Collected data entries
[start]

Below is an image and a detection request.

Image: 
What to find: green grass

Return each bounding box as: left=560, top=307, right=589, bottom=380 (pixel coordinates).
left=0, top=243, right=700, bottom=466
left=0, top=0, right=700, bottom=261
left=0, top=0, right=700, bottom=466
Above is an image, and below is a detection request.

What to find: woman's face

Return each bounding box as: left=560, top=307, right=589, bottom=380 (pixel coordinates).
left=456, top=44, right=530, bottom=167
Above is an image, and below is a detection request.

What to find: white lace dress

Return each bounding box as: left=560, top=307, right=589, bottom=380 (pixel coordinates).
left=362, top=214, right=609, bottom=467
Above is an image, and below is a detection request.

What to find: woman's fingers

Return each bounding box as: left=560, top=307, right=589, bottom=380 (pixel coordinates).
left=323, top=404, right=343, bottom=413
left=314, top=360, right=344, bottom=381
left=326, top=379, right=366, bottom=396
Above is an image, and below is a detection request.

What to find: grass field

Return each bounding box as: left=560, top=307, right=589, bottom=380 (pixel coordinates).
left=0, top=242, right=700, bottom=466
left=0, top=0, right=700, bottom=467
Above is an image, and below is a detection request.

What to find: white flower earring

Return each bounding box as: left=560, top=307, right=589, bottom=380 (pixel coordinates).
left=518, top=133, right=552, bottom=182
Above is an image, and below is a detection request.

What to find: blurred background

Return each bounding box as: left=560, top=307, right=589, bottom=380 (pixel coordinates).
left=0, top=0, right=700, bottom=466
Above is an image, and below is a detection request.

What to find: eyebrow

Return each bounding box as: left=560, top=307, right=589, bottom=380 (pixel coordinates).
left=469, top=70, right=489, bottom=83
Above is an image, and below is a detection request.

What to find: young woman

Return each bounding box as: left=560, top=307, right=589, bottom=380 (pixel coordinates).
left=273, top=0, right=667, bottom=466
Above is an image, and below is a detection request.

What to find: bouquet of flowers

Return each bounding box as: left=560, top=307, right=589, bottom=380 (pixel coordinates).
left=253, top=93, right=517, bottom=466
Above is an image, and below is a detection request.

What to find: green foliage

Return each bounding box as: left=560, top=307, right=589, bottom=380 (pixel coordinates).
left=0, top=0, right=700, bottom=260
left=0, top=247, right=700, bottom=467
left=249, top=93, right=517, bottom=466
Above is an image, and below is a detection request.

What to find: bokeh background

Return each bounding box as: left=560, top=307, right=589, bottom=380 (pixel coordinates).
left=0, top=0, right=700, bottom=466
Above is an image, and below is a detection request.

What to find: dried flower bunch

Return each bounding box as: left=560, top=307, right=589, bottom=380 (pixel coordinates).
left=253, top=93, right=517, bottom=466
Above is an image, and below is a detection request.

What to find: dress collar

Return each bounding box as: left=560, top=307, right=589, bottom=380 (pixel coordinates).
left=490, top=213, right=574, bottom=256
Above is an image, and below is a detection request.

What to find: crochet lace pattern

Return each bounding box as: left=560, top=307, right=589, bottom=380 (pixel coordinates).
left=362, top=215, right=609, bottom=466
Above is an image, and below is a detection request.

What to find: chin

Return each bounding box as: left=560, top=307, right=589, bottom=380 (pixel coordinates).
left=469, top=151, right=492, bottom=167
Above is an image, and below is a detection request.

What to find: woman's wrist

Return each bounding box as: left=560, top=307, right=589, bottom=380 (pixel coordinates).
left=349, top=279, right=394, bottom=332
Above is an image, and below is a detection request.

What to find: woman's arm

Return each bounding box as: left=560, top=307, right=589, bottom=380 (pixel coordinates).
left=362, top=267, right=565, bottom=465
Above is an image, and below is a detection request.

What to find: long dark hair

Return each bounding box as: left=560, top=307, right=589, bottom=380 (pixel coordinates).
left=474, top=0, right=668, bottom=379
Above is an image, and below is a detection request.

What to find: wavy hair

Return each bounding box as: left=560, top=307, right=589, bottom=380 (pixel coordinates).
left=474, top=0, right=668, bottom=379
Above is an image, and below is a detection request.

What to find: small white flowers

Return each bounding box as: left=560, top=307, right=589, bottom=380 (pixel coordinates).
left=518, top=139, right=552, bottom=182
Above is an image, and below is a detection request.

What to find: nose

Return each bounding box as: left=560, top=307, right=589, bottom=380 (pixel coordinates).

[end]

**To do**
Substitute "search request" for "detection request" in the records from the start through the line with "left=0, top=0, right=700, bottom=467", and write those lines out again with nothing else changed.

**Answer to this exercise**
Below is an image and a search request.

Image: 
What to find: green grass

Return each bounding box as: left=560, top=307, right=589, bottom=380 (pixel coordinates).
left=0, top=243, right=700, bottom=466
left=0, top=0, right=700, bottom=261
left=0, top=0, right=700, bottom=466
Above is an image, and below is a search request.

What to find: woman's face

Return each bounding box as: left=560, top=307, right=589, bottom=380 (pixel coordinates).
left=456, top=44, right=530, bottom=167
Above is an image, and below is a search request.

What to find: white lace dress

Return each bounding box as: left=560, top=307, right=589, bottom=380 (pixel coordinates).
left=362, top=214, right=609, bottom=467
Above is an image, and below is a search request.

What to find: woman's fingers

Return each bounding box as: left=560, top=307, right=589, bottom=380 (pixel coordinates).
left=323, top=404, right=343, bottom=413
left=314, top=360, right=344, bottom=381
left=326, top=379, right=366, bottom=396
Above is an image, and below is a search request.

What to find: grass field

Return each bounding box as: left=560, top=307, right=589, bottom=380 (pixel coordinates).
left=0, top=242, right=700, bottom=466
left=0, top=0, right=700, bottom=467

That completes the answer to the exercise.